▸ What you will do:
Copy the lines between the line containing "of the husky" and the line containing "point(386, 271)", inclusive, reproducing them exactly.

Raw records
==================================================

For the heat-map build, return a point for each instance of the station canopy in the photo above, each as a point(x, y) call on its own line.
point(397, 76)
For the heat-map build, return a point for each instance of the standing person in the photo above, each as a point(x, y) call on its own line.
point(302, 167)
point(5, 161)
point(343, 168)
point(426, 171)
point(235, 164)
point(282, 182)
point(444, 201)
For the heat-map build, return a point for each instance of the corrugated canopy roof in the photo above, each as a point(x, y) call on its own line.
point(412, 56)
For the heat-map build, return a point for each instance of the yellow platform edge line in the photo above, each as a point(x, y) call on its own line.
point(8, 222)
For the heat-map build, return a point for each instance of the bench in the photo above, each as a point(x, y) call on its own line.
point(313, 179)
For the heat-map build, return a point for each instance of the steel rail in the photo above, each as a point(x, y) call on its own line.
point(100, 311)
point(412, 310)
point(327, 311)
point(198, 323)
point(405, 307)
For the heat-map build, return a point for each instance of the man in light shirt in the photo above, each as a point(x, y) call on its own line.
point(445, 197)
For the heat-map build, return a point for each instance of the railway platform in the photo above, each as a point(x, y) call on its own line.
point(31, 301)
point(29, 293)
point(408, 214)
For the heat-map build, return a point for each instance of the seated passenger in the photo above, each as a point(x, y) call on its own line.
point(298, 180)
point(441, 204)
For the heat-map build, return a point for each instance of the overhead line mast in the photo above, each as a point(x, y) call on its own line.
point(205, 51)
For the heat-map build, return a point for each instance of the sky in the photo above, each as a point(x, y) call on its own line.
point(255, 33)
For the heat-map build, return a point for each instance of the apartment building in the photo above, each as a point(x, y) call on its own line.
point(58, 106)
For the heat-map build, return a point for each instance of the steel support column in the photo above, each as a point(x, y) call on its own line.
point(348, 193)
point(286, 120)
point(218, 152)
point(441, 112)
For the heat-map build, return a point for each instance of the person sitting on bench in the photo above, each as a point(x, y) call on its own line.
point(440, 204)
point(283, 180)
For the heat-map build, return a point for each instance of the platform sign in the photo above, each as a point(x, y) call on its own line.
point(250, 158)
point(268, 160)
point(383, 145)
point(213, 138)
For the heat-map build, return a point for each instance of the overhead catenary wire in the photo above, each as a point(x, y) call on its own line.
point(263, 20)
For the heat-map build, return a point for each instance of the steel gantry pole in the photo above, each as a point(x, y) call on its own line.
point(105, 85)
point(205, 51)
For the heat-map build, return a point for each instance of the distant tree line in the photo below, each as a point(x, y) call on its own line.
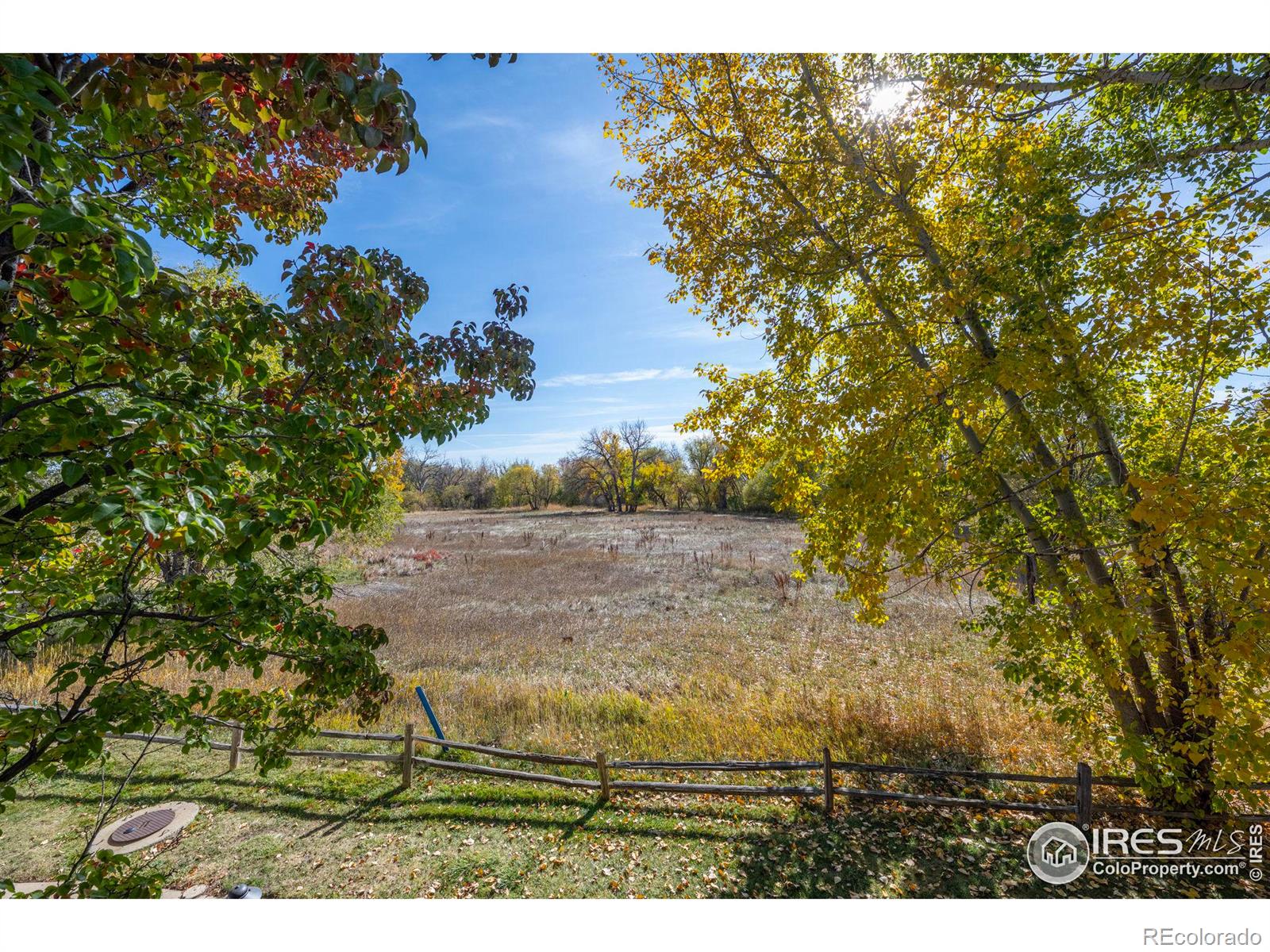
point(616, 469)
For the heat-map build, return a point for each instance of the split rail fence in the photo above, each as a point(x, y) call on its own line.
point(826, 790)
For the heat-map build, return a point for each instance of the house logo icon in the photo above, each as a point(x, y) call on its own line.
point(1058, 854)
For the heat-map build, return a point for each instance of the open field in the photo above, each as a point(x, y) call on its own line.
point(667, 635)
point(647, 636)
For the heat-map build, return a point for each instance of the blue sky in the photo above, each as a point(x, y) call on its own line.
point(516, 188)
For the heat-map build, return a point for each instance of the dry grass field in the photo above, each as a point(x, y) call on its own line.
point(676, 635)
point(656, 635)
point(667, 635)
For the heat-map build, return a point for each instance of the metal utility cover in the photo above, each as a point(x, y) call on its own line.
point(140, 831)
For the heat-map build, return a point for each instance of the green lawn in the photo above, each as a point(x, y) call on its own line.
point(348, 831)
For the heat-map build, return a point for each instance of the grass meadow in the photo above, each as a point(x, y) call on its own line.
point(648, 636)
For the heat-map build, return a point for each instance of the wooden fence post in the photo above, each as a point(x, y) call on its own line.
point(408, 755)
point(602, 766)
point(829, 784)
point(1083, 797)
point(235, 747)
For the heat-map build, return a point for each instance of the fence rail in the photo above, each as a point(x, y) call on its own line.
point(1083, 781)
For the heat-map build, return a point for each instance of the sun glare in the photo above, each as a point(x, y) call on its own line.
point(888, 98)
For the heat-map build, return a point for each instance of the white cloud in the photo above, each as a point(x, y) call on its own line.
point(482, 121)
point(602, 380)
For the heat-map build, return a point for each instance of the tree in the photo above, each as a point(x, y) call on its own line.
point(635, 441)
point(601, 461)
point(160, 432)
point(711, 482)
point(1007, 298)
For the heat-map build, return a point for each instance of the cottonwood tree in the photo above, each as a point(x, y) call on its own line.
point(1011, 301)
point(150, 418)
point(635, 441)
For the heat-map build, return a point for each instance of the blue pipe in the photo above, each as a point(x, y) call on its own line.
point(427, 710)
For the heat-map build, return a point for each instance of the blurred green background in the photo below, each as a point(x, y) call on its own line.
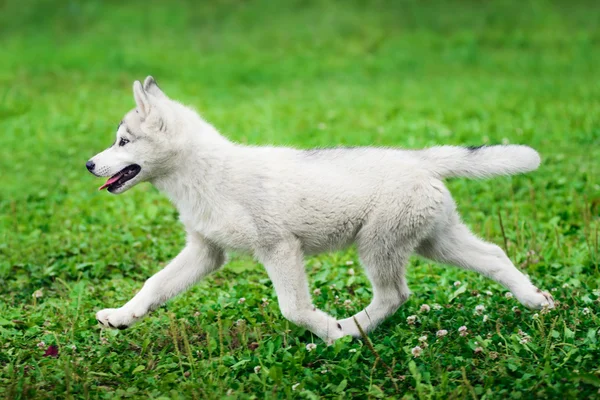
point(298, 73)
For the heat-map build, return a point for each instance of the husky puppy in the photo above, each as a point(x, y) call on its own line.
point(281, 204)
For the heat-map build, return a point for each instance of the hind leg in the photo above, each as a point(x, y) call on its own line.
point(455, 244)
point(386, 271)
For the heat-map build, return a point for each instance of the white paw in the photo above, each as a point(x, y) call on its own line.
point(116, 318)
point(334, 334)
point(536, 299)
point(349, 327)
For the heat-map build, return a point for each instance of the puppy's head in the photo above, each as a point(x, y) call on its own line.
point(143, 147)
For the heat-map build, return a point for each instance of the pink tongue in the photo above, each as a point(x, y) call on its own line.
point(110, 181)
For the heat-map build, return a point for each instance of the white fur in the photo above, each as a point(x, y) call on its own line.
point(280, 204)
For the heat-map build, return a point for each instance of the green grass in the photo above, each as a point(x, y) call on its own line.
point(301, 73)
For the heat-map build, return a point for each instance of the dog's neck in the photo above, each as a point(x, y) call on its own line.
point(193, 185)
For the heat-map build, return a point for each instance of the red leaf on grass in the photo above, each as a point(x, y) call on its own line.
point(51, 351)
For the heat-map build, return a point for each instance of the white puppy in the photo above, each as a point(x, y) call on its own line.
point(280, 204)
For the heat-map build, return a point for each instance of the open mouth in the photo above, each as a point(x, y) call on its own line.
point(119, 179)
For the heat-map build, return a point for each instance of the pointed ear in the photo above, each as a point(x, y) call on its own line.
point(141, 99)
point(151, 87)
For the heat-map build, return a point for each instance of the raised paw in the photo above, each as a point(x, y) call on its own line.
point(349, 327)
point(115, 318)
point(536, 299)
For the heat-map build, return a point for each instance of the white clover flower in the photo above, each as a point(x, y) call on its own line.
point(441, 333)
point(311, 347)
point(416, 351)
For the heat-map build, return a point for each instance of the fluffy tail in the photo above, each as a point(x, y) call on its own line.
point(480, 162)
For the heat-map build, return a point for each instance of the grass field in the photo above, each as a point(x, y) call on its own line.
point(300, 73)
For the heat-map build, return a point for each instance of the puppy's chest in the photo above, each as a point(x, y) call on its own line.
point(227, 231)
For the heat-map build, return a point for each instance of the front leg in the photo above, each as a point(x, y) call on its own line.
point(198, 259)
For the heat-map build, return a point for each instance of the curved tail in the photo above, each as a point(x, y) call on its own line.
point(480, 162)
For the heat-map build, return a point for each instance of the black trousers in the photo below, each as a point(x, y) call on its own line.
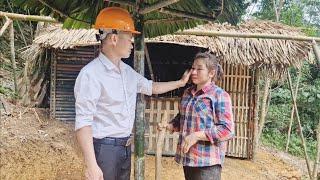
point(113, 159)
point(202, 173)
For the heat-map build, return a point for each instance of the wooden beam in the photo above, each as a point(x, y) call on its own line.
point(247, 35)
point(178, 13)
point(5, 26)
point(156, 6)
point(167, 20)
point(27, 17)
point(123, 2)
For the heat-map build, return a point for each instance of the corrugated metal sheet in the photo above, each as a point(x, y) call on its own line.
point(65, 67)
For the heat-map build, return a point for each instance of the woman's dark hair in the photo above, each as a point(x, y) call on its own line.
point(212, 63)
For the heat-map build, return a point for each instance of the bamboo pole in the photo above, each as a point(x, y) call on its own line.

==================================================

▸ The response:
For the heat-map build, return a point for each instance of the husky puppy in the photo above, each as a point(x, y) call on its own line.
point(281, 204)
For the heat-map build, return a point for each instance of the hind leg in the photo above, each as a point(x, y) call on its own line.
point(455, 244)
point(386, 271)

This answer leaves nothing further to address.